> **Exercise requirements**: Setting aside any pictures, reproduce the data exactly.

> **Data supplied**:

=-=-=

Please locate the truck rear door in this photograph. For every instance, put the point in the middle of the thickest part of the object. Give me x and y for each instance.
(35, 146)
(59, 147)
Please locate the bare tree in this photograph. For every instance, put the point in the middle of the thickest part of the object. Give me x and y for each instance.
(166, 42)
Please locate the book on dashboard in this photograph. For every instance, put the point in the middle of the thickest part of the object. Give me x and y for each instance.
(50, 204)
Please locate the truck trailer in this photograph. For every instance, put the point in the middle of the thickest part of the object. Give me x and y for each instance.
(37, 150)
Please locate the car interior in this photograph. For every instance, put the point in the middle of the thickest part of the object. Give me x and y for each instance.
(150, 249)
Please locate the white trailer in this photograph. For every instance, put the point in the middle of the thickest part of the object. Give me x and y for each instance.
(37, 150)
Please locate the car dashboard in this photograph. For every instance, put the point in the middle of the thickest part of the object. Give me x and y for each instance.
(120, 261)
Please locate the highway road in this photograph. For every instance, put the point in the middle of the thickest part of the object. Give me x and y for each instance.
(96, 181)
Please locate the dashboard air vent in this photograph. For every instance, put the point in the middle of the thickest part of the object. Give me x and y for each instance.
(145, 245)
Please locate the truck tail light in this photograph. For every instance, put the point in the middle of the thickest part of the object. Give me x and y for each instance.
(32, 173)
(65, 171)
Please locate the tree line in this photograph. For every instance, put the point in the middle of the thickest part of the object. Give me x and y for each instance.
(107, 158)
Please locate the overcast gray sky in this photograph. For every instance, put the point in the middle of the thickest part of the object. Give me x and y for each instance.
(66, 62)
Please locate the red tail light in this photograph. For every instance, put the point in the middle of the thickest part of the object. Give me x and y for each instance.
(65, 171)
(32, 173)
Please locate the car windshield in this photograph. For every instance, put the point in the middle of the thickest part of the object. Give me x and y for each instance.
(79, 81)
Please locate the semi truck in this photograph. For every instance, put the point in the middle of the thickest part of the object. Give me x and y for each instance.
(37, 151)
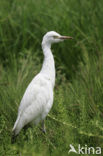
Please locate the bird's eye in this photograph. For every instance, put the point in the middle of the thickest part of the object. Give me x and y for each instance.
(55, 37)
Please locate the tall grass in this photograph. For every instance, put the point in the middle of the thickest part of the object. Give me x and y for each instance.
(76, 116)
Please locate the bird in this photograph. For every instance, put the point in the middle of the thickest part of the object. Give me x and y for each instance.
(37, 100)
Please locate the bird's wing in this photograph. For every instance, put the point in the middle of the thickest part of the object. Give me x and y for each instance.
(36, 94)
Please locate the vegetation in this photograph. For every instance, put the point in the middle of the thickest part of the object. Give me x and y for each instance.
(77, 114)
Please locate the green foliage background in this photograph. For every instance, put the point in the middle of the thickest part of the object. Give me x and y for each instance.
(77, 114)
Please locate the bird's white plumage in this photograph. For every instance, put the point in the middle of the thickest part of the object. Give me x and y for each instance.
(38, 97)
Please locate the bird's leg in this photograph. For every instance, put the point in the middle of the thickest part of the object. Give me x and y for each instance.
(43, 127)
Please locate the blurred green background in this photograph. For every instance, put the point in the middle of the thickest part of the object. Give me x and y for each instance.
(77, 114)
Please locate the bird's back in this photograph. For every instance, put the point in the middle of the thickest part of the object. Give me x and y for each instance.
(36, 102)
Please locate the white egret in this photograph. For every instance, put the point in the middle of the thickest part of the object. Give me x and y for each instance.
(38, 97)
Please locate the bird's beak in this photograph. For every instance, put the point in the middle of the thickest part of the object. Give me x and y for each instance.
(65, 37)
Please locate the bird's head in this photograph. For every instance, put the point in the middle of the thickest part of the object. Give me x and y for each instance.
(53, 37)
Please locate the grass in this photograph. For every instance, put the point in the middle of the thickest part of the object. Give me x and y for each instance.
(77, 113)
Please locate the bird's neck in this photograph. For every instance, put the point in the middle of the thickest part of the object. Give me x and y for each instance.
(48, 68)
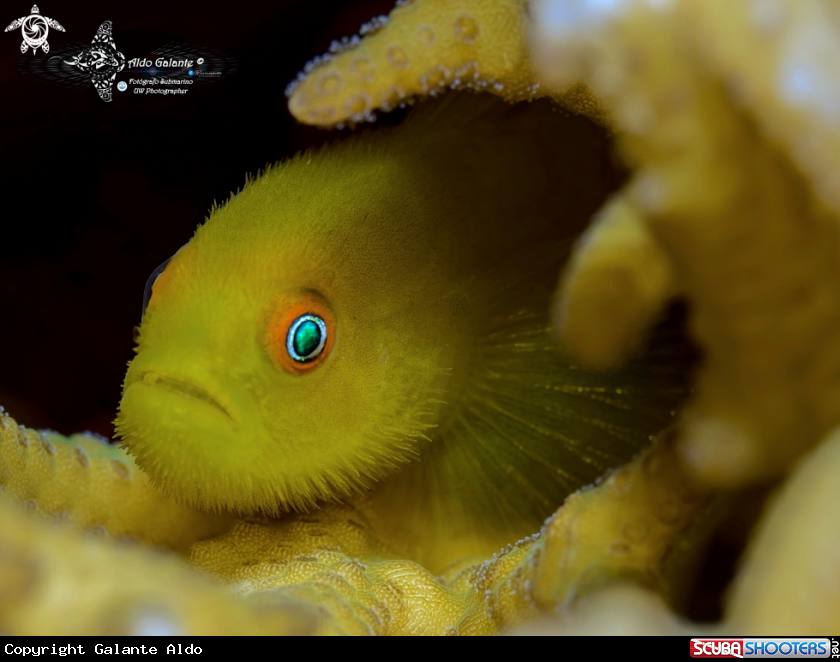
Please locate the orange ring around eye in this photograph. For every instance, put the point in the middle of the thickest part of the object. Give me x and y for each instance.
(285, 311)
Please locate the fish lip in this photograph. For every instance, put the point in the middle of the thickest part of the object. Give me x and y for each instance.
(184, 388)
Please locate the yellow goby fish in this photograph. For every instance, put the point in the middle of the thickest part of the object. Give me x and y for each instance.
(370, 320)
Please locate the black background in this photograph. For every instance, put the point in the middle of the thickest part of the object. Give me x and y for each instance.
(96, 195)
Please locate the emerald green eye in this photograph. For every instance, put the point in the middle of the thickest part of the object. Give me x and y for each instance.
(307, 338)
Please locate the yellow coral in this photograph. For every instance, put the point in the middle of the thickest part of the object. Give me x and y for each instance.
(335, 559)
(728, 203)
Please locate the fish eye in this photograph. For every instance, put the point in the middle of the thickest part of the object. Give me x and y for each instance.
(307, 338)
(300, 331)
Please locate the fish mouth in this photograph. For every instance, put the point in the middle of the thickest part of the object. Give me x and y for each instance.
(185, 389)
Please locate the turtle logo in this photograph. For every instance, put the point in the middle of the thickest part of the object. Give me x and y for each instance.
(35, 29)
(102, 60)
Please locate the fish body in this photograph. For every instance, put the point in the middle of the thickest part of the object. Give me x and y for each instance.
(370, 321)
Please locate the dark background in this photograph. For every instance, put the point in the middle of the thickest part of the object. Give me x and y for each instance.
(96, 195)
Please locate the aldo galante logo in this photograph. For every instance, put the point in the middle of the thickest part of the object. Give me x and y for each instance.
(35, 29)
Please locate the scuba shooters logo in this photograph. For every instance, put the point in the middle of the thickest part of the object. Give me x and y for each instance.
(744, 647)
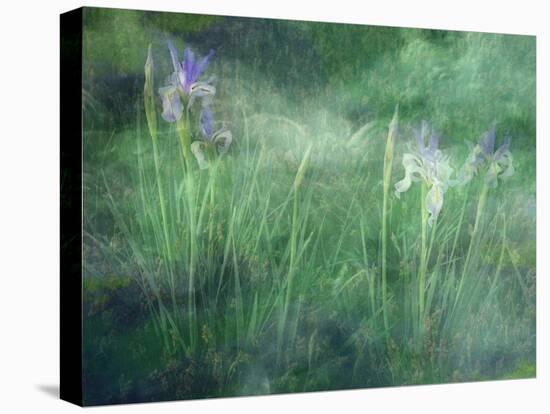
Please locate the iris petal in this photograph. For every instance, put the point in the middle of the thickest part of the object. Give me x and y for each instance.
(172, 108)
(197, 148)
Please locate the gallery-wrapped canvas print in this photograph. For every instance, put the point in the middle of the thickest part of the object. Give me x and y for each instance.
(256, 206)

=-=-=

> **Solution for this problem**:
Please locate the truck rear door in this photograph. For every instance, put the point in the middle of the thickest part of the object. Give me x and y for each instance.
(35, 146)
(59, 147)
Please locate the bare tree in this photograph. For every instance, put the point in the middle of the thickest part of the object. Give me x and y for each instance.
(166, 42)
Please locate the book on dashboard in this photograph. For every instance, put the point in the middle of the thickest part of the object. Give me x and y for each instance.
(50, 204)
Please locate the truck trailer in this photograph. For every instance, put the point in the middle of the thickest part of the object. Give me x and y for each instance.
(37, 150)
Please locate the car interior in this photograph. For every instance, put the point in the middle of the thickest part of the object. Give me x and y for each instance.
(150, 249)
Please locate the white trailer in this photograph. For every instance, put the point in the middle of the thickest part of the object. Give me x and y for each instance.
(37, 150)
Please locate the car dashboard in this photograph. For every instance, put the point in the middle of the thickest part of the object. Give me x and y for each instance.
(120, 261)
Please locate the highway road in this photograph. For every instance, put the point in the middle of the thickest part of the object. Give me x and y for each instance.
(96, 181)
Please locate the dashboard air vent in this photograph. For every instance, put the point in the middle of the thickest part of the object. Give me x and y for each instance.
(145, 245)
Please locate the truck tail light in this photograph. For every instance, put the point in the middle of the thickest part of the object. Give me x and y for each instance.
(32, 173)
(65, 171)
Please locate the tree line in this photograph. For every instance, put the point in the middle of the thickest part of the object. Give me x and y for each instance.
(107, 158)
Please locate the overcast gray sky in this photograph. For every instance, put the point in the middle of the thickest part of the object. Give me x and y for each instance.
(66, 62)
Please locate the red tail light in this photograph. For every instance, put the point in the middle of the thickest part of the object. Give me x and y for each instance.
(65, 171)
(32, 173)
Please locate the car windshield in this photograph. For every instance, put the point in the middle of the thickest part of the object. Give me x and y for each instance.
(79, 81)
Please locate the semi truck in this photograph. For every instance, put the point in the middle of the thickest part of the object. Give me x and y for each instance.
(37, 151)
Please locate the bird's eye in this photograph. For every instance, put the point in the middle of the thickest part of the object. Give me x and y for each instance.
(55, 37)
Please locate the tall grass in this photograph. For every instance, put the point in the middle of the thickest part of the object. Give me x and y for each instance.
(76, 116)
Please locate the bird in this photograph. For every instance, put the point in the middle of the thickest part of the object. Give me x and y for each instance.
(37, 100)
Please locate the bird's wing in this photograph. For every instance, put the point in the middle of the thickest part of the object. Give me x and y for each instance.
(36, 94)
Please locate the vegetation in this photograph. For every instance, put the point in the middle of the thickest part of the object. Give me x and y for each instance.
(77, 114)
Please locate the green foliage background in this photograph. For every instance, put the point in the middle of the thickest part of the object. Give me x and y for each instance.
(77, 114)
Please locate the bird's white plumage in this photograph. For every instance, put the point in the middle of the thickest part of the object. Give me x and y for each instance.
(38, 97)
Please locate the bird's leg in this photograph. For every instance, put the point in the middle of the thickest part of the object. Give me x and y for each instance.
(43, 127)
Please locate the blurred green background in this photograph. For every instance, put the point in the middle of the thickest part of the object. Give me x and y for each instance.
(77, 114)
Please locate the bird's back in this photograph. For every instance, put the point in the middle of the thickest part of the object. Give me x and y for each instance.
(36, 102)
Please locate the white egret in this photograph. For every instance, put the point in the middle of the thickest part of the object. Give me x and y for each instance.
(38, 97)
Please locate the bird's beak in this photograph. For every instance, put the point in the middle of the thickest part of the object. Give me x and y for each instance.
(65, 37)
Please locate the bird's head in this photograph. For every instance, put the point in the middle of the thickest part of the object. Give me x and y for each instance.
(53, 37)
Please locate the grass in this photograph. For every instance, put the point in the middle of the thickest part of the object. Give me x and y for each instance.
(77, 113)
Please locate the bird's neck in this photograph. For every instance, put the point in the middle of the thickest part of the object. Give me x and y for each instance.
(48, 68)
Please locate the orange ring around eye in this photograph. For every instance, put the point in the middle of the thickest part of the object. Give me x and y for each instance.
(285, 311)
Please locate the fish lip in this photograph. For every instance, put the point in the middle of the thickest part of the object. Give me x and y for each instance.
(184, 388)
Please locate the yellow goby fish in this photograph. For every instance, put the point in the middle of the thickest part of the object. Give me x and y for each instance.
(370, 320)
Please locate the black background in this photograph. For every instance, put the point in the middle of the thickest part of the object. Give me x and y for each instance.
(96, 195)
Please locate the emerald green eye in this photograph. For every instance, put the point in the middle of the thickest part of the object. Give me x and y for each instance.
(307, 338)
Please locate the yellow coral in this photograph. For every instance, put the point in the middle of the thickest part of the object. Give me x and y for each instance.
(335, 559)
(728, 203)
Please locate the fish eye in this photograph. For every instance, put the point in the middle of the thickest part of the object. Give me x and y for each instance.
(307, 338)
(300, 331)
Please locate the fish mouth in this photograph. For every instance, put the point in the middle of the thickest part of the object. Give me x and y for each instance.
(185, 389)
Please locate the turtle logo in this photograph. For every instance, put the point in the middle of the thickest part of the object. Give me x and y for each instance.
(35, 29)
(102, 60)
Please locate the fish body in this photograph. For every instance, put the point in the middle of the thickest part of the object. Give me x and y for each instance.
(370, 321)
Please locate the dark background in this photograph. For every instance, put the point in the middle of the thickest part of the object. Give me x and y for each instance.
(96, 195)
Please locate the aldo galante logo in this photograph. For every instance, put the point in the middle of the thickest part of the object. Give me x and y for each instance.
(35, 29)
Please locate the scuba shooters logo in this photograph. For every instance, put the point in the middle of the thickest part of the object. Give me x and y for each instance.
(744, 647)
Please locate the iris petal in this photograph. For every instance, put the point in the middle of the thickest part of the object. Give me x and y for each instance.
(172, 108)
(197, 148)
Please locate the gallery-wrapped canvas print in this photograph. For every instance, put the point in the middle of the thickest part of the object. Give me x and y for each instance.
(256, 206)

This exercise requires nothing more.